- TASK DETAILS -
Can you reproduce the data word for word, starting at its first line and ending at the line that contains "left=5, top=42, right=25, bottom=48", with both of those lines included?

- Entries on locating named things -
--

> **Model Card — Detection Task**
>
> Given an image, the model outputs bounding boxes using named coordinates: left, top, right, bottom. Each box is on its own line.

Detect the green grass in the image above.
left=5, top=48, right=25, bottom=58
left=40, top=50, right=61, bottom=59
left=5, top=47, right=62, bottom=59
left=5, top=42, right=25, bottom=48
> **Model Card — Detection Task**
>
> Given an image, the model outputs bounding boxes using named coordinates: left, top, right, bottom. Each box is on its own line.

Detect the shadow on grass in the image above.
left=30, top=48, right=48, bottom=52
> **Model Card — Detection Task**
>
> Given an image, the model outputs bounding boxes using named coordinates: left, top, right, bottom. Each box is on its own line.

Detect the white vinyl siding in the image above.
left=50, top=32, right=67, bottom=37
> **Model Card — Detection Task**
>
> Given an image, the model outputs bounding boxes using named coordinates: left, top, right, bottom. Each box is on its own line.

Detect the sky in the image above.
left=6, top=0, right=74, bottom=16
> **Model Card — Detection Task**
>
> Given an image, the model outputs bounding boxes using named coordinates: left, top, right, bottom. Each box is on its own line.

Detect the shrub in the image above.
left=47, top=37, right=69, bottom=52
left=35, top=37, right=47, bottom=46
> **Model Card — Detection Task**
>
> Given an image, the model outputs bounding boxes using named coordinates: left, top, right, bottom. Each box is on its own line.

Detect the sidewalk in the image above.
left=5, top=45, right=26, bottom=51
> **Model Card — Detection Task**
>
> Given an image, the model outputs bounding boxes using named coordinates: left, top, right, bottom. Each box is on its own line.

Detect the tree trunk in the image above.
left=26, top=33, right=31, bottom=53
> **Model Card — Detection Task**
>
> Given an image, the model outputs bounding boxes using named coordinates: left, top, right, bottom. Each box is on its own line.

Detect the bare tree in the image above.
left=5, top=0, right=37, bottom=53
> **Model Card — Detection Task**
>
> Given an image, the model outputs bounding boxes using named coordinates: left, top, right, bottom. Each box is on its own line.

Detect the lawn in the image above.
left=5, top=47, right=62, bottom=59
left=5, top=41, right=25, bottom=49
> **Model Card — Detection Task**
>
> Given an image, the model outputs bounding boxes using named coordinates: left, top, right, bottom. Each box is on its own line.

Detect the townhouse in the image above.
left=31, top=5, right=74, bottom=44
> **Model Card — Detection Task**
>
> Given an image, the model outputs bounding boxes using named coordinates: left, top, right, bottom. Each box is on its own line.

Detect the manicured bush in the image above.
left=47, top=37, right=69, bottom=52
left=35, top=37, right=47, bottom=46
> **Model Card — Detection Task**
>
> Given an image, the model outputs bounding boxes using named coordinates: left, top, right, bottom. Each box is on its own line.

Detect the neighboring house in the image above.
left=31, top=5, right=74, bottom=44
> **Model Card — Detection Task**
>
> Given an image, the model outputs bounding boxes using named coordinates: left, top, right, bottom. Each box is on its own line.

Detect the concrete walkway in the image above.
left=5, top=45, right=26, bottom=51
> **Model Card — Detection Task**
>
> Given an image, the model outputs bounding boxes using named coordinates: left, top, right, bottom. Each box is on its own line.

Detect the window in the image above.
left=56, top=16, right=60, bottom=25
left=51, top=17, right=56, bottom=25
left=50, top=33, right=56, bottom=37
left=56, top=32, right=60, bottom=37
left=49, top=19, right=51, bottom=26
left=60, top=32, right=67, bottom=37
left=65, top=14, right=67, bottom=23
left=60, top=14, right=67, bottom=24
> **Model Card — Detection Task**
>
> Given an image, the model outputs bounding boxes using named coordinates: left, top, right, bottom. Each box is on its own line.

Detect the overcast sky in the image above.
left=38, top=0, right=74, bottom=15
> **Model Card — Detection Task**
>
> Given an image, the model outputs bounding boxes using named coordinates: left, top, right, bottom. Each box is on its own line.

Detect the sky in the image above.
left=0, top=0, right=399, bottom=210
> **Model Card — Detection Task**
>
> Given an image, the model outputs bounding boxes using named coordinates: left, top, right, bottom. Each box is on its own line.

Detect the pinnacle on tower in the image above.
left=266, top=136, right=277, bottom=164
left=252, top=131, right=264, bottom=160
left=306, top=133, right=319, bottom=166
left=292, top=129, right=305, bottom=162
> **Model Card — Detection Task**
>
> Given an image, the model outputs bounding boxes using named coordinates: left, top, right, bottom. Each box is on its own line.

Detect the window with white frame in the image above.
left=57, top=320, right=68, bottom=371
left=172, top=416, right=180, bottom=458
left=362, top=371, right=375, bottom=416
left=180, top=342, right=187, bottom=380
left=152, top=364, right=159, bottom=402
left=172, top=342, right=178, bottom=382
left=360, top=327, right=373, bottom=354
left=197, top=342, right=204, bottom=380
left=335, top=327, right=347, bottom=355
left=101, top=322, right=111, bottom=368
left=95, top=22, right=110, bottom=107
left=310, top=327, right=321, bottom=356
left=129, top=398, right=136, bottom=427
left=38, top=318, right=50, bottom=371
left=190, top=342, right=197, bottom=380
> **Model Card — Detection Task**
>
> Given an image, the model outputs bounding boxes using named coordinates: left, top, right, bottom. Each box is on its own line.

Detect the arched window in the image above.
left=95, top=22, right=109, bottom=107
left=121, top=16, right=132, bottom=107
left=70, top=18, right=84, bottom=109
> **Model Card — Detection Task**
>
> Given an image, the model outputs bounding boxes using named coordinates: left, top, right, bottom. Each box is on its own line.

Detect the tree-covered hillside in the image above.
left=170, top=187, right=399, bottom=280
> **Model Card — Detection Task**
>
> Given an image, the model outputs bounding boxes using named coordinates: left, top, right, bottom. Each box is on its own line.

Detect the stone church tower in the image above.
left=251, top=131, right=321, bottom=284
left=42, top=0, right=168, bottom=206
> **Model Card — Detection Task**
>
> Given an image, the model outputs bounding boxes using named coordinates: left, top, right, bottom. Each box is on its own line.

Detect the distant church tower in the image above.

--

- COMPLETE OUTPUT -
> **Model Card — Detection Task**
>
> Given an image, the model outputs bounding boxes using named coordinates: left, top, right, bottom. Each box is on its own line.

Detect the green grass in the image above.
left=5, top=48, right=25, bottom=58
left=40, top=50, right=61, bottom=59
left=5, top=47, right=62, bottom=59
left=5, top=42, right=25, bottom=48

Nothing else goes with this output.